━━━ Trecho do texto
A pedido do presidente Lula, Haddad cancelou viagem que faria para a Europa na 2ª feira (4.nov.2024). A informação de que ele deixaria o Brasil fez com que o dólar comercial subisse para R$ 5,87, o 2º maior valor nominal da história.
Leia abaixo os principais pontos da entrevista:
Poder360 – O Banco Central se reunirá para definir a taxa Selic. A alta dos juros deverá ser maior que na última reunião?
Rafael Cardoso – “Acreditamos que o Banco Central vai acelerar o ritmo de alta para 50 pontos base, vindo de uma alta de 25 pontos base. As razões para isso, na nossa opinião, são diversas e, nos últimos tempo, se a gente tivesse que destacar duas delas que são as mais relevantes poderíamos dizer tanto a depreciação cambial, nesse patamar de dólar mais alto frente ao real, e também, essa já apontada pelo Banco Central para apontar o início do ciclo de alta dos juros, que é uma atividade econômica bastante resiliente”.
Qual seria a taxa terminal de juros ?
“A nossa previsão e a previsão de taxa terminal coletada pelo Boletim Focus, espelhada pela mediana do mercado, é de 12% ainda para o começo do ano que vem. Na nossa opinião, esse número tem viés de alta. Nós ainda não revisamos para cima, mas as discussões internas são para ir nessa direção de uma Selic eventualmente um pouco mais alta do que essa. O quanto mais alta? Acreditamos que 13% de Selic não parece provável, então ficaria entre 12% e 13% de taxa terminal”.
A inflação pode ficar fora do intervalo permitido pela meta neste ano?
“Para 2024, eu acho que está no limite, mas eu não diria que é uma probabilidade majoritária. Para além disso, acho que vale dizer que, com a revisão do arcabouço do regime de metas, ou seja, o Banco Central tendo o horizonte móvel de 18 meses e não tendo mais o ano calendário, me parece que a leitura de IPCA de dezembro […] também já não tem mais tanta importância. Portanto, mais do que o número do IPCA acumulado em dezembro deste ano, o relevante para a gente é ver se a inflação ao longo do tempo se vai estar dentro das bandas de tolerância”.
Quais são as maiores preocupações para a inflação?
━━━━━━
━━━ Material fornecido
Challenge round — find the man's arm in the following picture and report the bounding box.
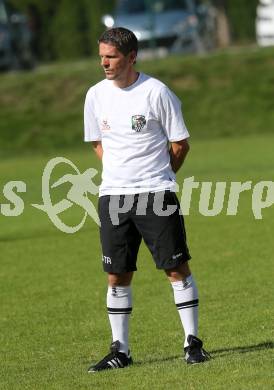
[169,139,189,173]
[92,141,103,160]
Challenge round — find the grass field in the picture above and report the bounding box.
[0,135,274,390]
[0,47,274,157]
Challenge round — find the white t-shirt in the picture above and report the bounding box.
[84,73,189,196]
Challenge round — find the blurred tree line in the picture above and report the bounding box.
[7,0,258,60]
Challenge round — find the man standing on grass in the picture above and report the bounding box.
[84,28,209,372]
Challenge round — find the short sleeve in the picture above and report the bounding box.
[84,90,101,142]
[158,86,189,142]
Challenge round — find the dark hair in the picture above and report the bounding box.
[98,27,138,56]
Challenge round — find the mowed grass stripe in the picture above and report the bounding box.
[0,136,274,390]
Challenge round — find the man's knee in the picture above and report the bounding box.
[108,272,133,287]
[165,261,191,281]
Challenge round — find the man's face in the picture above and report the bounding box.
[99,42,135,81]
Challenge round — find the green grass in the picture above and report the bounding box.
[0,133,274,390]
[0,47,274,155]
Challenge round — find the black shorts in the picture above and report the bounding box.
[98,191,191,274]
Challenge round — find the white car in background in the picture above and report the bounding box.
[256,0,274,46]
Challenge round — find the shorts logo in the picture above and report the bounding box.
[102,256,111,264]
[131,115,146,133]
[172,253,183,260]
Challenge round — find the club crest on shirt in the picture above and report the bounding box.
[131,115,146,132]
[101,119,110,131]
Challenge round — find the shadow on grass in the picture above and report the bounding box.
[210,341,274,355]
[130,341,274,366]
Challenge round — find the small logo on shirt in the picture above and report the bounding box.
[101,119,110,131]
[131,115,147,133]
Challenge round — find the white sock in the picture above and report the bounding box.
[107,286,132,354]
[171,275,199,347]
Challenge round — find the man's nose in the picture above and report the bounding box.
[101,57,109,68]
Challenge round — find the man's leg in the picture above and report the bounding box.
[107,272,133,355]
[165,262,199,347]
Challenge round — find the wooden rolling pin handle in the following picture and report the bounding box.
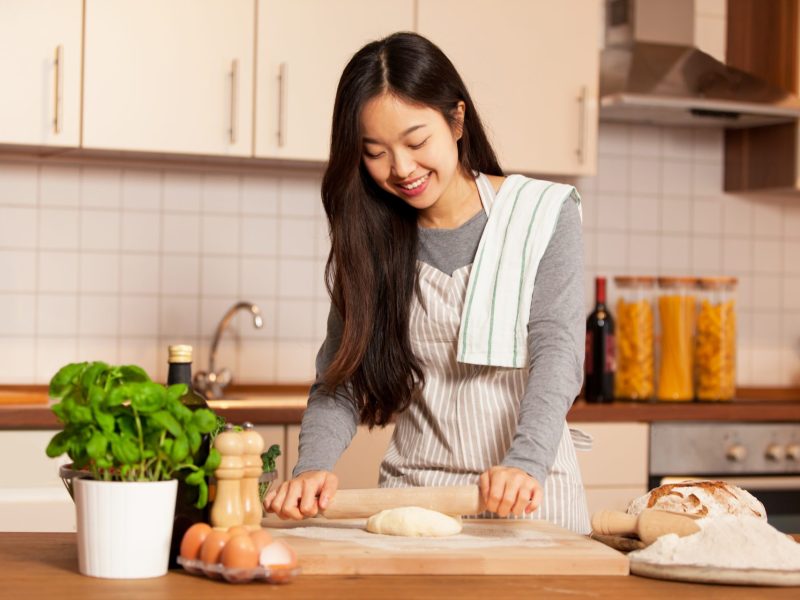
[322,485,485,519]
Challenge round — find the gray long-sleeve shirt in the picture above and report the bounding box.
[293,195,586,482]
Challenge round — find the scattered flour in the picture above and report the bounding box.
[629,515,800,571]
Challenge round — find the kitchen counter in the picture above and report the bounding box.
[6,533,797,600]
[0,385,800,430]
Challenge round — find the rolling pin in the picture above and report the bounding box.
[321,485,484,519]
[592,509,700,545]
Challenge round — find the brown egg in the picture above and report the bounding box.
[228,525,250,537]
[250,529,272,554]
[220,533,258,569]
[200,529,231,565]
[259,540,297,583]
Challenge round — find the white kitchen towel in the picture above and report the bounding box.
[458,175,583,369]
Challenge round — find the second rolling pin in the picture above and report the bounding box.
[322,485,484,519]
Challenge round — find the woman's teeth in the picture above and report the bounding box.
[398,173,430,190]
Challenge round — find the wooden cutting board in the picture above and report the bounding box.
[263,518,628,575]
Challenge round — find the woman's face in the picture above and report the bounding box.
[361,94,464,210]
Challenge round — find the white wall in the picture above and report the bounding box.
[0,123,800,386]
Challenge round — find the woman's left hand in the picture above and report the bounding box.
[480,466,542,517]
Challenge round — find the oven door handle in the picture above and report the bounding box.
[659,475,800,492]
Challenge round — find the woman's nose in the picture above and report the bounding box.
[392,152,417,179]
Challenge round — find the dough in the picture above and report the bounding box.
[367,506,461,537]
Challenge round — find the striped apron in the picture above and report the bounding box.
[379,221,591,534]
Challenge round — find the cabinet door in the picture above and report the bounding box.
[0,0,83,146]
[286,425,394,489]
[83,0,255,156]
[418,0,602,175]
[255,0,414,161]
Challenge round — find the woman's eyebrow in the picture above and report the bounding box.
[363,123,425,144]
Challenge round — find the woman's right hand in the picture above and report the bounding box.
[264,471,339,521]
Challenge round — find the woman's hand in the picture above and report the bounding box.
[264,471,339,521]
[480,467,542,517]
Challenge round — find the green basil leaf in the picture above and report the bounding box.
[150,410,183,437]
[48,362,87,398]
[86,431,108,460]
[111,436,140,464]
[131,381,167,414]
[192,408,217,433]
[45,430,71,458]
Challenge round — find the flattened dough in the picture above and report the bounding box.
[367,506,461,537]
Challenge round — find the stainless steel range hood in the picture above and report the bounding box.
[600,0,800,128]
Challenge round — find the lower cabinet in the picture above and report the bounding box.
[570,423,650,515]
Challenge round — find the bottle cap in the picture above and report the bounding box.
[169,344,192,363]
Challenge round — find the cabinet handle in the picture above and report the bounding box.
[53,44,64,134]
[278,63,289,148]
[228,59,239,144]
[575,85,589,165]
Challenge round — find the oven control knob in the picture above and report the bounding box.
[725,444,747,462]
[765,444,786,460]
[786,444,800,460]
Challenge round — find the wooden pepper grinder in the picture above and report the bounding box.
[241,423,264,529]
[211,424,244,529]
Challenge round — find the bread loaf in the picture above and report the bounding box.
[627,481,767,520]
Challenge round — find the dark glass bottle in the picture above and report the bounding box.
[167,345,210,569]
[584,277,616,402]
━━━━━━
- **O que se pede**
Pode transcrever literalmente, da entrevista sobre juros e inflação acima, tudo o que vai de "A inflação pode" até "para a inflação?"?

- **Resposta do exercício**
A inflação pode ficar fora do intervalo permitido pela meta neste ano?
“Para 2024, eu acho que está no limite, mas eu não diria que é uma probabilidade majoritária. Para além disso, acho que vale dizer que, com a revisão do arcabouço do regime de metas, ou seja, o Banco Central tendo o horizonte móvel de 18 meses e não tendo mais o ano calendário, me parece que a leitura de IPCA de dezembro […] também já não tem mais tanta importância. Portanto, mais do que o número do IPCA acumulado em dezembro deste ano, o relevante para a gente é ver se a inflação ao longo do tempo se vai estar dentro das bandas de tolerância”.
Quais são as maiores preocupações para a inflação?